Saved entries:

---------------

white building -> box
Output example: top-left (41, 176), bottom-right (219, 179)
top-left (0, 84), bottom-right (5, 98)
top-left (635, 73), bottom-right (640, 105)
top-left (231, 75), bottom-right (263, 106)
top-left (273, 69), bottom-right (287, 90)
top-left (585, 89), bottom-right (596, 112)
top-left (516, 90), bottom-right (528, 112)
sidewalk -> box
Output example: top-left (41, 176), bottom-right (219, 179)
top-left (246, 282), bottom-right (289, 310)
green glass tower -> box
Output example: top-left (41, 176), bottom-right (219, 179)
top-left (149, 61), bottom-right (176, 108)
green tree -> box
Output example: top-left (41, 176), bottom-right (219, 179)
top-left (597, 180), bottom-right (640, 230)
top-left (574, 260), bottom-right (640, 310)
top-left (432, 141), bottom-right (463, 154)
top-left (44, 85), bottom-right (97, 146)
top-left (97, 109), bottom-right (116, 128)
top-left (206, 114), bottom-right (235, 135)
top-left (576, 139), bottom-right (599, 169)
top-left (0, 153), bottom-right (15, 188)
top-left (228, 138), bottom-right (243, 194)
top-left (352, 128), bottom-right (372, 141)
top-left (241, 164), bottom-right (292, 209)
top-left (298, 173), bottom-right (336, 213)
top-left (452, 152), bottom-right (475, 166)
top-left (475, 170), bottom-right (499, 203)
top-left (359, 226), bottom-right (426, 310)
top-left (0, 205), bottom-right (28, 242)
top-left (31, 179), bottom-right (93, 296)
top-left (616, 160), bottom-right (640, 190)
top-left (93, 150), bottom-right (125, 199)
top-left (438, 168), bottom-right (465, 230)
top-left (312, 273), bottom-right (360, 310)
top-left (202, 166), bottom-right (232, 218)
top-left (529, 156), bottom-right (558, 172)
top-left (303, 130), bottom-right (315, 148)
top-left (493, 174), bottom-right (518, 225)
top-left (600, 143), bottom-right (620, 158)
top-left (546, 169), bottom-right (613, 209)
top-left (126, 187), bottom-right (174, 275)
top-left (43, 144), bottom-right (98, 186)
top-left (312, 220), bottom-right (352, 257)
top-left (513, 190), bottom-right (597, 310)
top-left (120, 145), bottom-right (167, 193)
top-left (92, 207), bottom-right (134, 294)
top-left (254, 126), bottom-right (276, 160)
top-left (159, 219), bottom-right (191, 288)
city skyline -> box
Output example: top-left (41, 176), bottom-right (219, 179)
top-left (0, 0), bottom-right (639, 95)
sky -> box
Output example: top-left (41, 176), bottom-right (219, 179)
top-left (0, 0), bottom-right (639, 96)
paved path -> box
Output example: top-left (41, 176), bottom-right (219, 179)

---------------

What is expected: Each line of the data in which the string "green" appears needs to be copied.

Response to this exercise:
green glass tower -> box
green tree -> box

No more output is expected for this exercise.